- **What you should do**: Search each line below for "shorts", then return the lines where it appears.

╔══

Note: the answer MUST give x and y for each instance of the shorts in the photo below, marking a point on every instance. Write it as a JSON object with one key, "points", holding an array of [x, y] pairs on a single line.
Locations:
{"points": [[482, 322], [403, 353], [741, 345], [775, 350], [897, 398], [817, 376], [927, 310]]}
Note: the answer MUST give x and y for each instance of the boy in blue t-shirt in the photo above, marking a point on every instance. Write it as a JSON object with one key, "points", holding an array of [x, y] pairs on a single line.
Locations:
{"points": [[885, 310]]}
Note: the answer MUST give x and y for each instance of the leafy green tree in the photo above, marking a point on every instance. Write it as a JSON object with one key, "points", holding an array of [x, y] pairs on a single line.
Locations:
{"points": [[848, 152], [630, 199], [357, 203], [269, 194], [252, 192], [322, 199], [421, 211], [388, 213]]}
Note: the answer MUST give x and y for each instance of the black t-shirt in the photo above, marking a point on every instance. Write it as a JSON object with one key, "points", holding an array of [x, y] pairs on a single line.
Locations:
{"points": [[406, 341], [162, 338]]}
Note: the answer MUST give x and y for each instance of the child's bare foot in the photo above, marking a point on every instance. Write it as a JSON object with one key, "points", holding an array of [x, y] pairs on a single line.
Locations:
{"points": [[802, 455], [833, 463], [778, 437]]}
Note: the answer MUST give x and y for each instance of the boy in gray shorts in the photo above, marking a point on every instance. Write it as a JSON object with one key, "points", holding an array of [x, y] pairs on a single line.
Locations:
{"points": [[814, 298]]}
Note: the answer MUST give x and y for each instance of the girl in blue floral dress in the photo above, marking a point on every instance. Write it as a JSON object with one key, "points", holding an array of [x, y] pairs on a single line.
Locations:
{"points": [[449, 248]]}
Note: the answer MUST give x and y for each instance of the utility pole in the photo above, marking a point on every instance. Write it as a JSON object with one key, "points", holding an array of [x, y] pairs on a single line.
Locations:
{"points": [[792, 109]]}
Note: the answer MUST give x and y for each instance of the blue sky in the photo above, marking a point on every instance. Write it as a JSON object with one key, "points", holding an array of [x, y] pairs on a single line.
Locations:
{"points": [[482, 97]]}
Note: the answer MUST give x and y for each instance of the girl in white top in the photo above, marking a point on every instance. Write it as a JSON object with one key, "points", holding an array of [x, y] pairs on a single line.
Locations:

╚══

- **Response to this exercise**:
Note: the answer MUST give x and y for each instance of the shorts in the photo below, marking a point on every instance. Write it as a JSON object with one key, "points", holding an array of [x, y] pairs on a single line.
Note: the answer MUST give x and y for each instance of the boy in gray shorts in the photo above, marking a point on every instance. Write it as a JSON object with one key, "points", holding an array of [x, y] pairs on a single line.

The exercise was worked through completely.